> TRECHO SELECIONADO:
A desinformação, tem efeitos muito concretos na vida das pessoas. Em uma pesquisa realizada em 2021, especialmente sobre o efeito de ataques online a mulheres jornalistas, vimos, por exemplo, que um dos comportamentos mais frequentes relatados por essas mulheres era o da autocensura, aquele momento em que você próprio passa a se limitar no exercício do seu trabalho para não se expor a determinados riscos.  Então, os efeitos desses processos são muito concretos.

Conectas: Comparando-se com às eleições anteriores, como você avalia o cenário de desinformação nas próximas eleições municipais? Acredita que os esforços empenhados por órgãos públicos devem gerar efeitos positivos?

Nina: Sobre o contexto eleitoral, sim, por um lado há esforços institucionais em várias frentes, especialmente do Tribunal Superior Eleitoral (TSE), que é o órgão dedicado à questão eleitoral para enfrentar a questão da desinformação. Mas, por outro lado, em termos legislativos, não avançamos no sentido de  ter uma regulação para essas plataformas digitais e retrocedemos em alguns aspectos, como, por exemplo, o acesso a dados às plataformas digitais. Me parece que o cenário em que chegamos em 2024 é muito desafiador. Isso sem mencionar a emergência da inteligência artificial enquanto uma ferramenta mais popular e acessível, o que também traz novos desafios, novos formatos e novas possibilidades criativas, exigindo um outro tipo de abordagem para esse problema. 

Conectas: Como as plataformas digitais têm atuado nesse cenário? Houve avanços ou retrocessos?

Nina: As plataformas digitais, por um lado, têm se empenhado em desenvolver algumas estratégias de combate à desinformação e ao discurso de ódio. Inclusive, depois de 2022, houve uma certa preocupação das plataformas com o tema, mas há dois movimentos que são muito preocupantes: liderado por Elon Musk, o primeiro movimento é de diminuir as preocupações, a energia e os investimentos dedicados ao trust and safety (confiança e segurança), que são equipes dedicadas a, entre outras coisas, diminuir a quantidade de conteúdos nocivos nessas plataformas. Esse movimento de Musk é bastante negativo e puxar o Twitter, agora X,  para esse lado, acaba fazendo com que outras plataformas possam ir também na mesma direção.

> SEÇÃO DE DADOS:
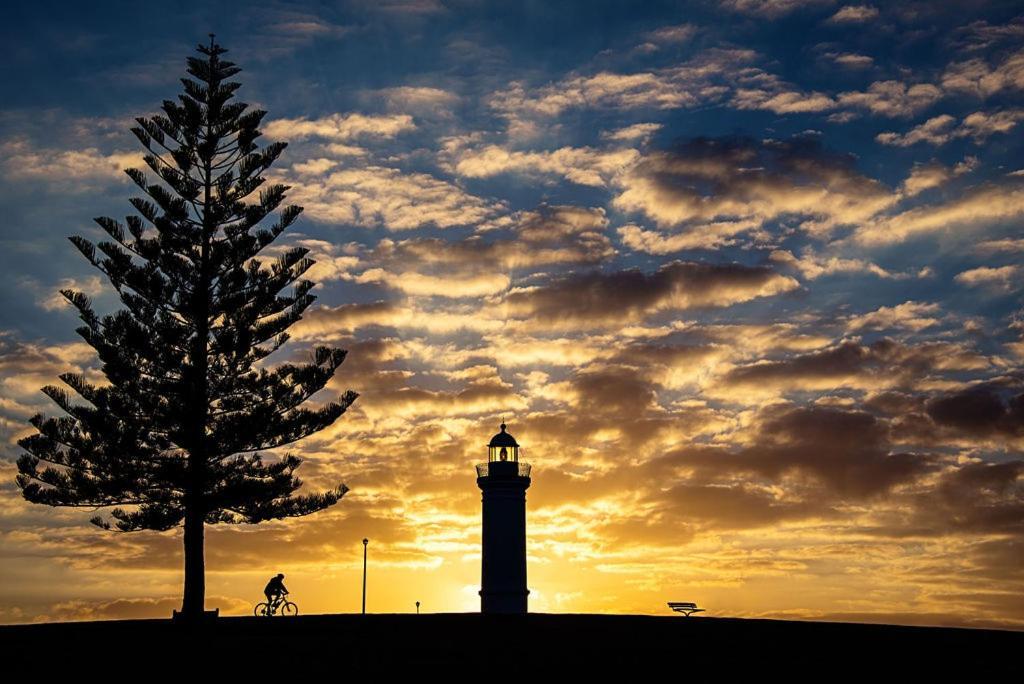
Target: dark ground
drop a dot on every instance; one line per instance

> INSTRUÇÕES:
1. De acordo com a entrevista sobre desinformação, qual foi um dos comportamentos mais frequentes relatados pelas mulheres jornalistas na pesquisa de 2021?
2. Prossiga com a entrevista sobre desinformação a partir da última frase apresentada.

> RESPOSTAS DO EXERCÍCIO:
1. A autocensura.

2.
O segundo é um movimento muito reativo às propostas de regulação. Vimos no Brasil, sobretudo em relação ao PL 2630, chamado de PL das Fake News, uma relação muito agressiva das plataformas digitais. Algumas mais do que outras, mas estou falando de maneira ampla aqui. 

Em relação à regulação de inteligência artificial, um pouco menos, porque parece haver um consenso também entre as próprias plataformas que trabalham com criação e desenvolvimento de modelos de IA que a regulação, em algum nível, é necessária. Apesar dessa percepção ou discurso geral de que há um apoio à regulação ou de que a regulação é importante, poucos consensos têm, de fato, sido criados e, portanto, as legislações não têm avançado. 

Conectas: Quais são os principais desafios para as eleições de 2024, e quais temas podem ser mais suscetíveis à desinformação? O que você considera essencial para as eleições de 2024 e, em especial, para nos prepararmos para 2026? O que ainda precisa ser aprimorado?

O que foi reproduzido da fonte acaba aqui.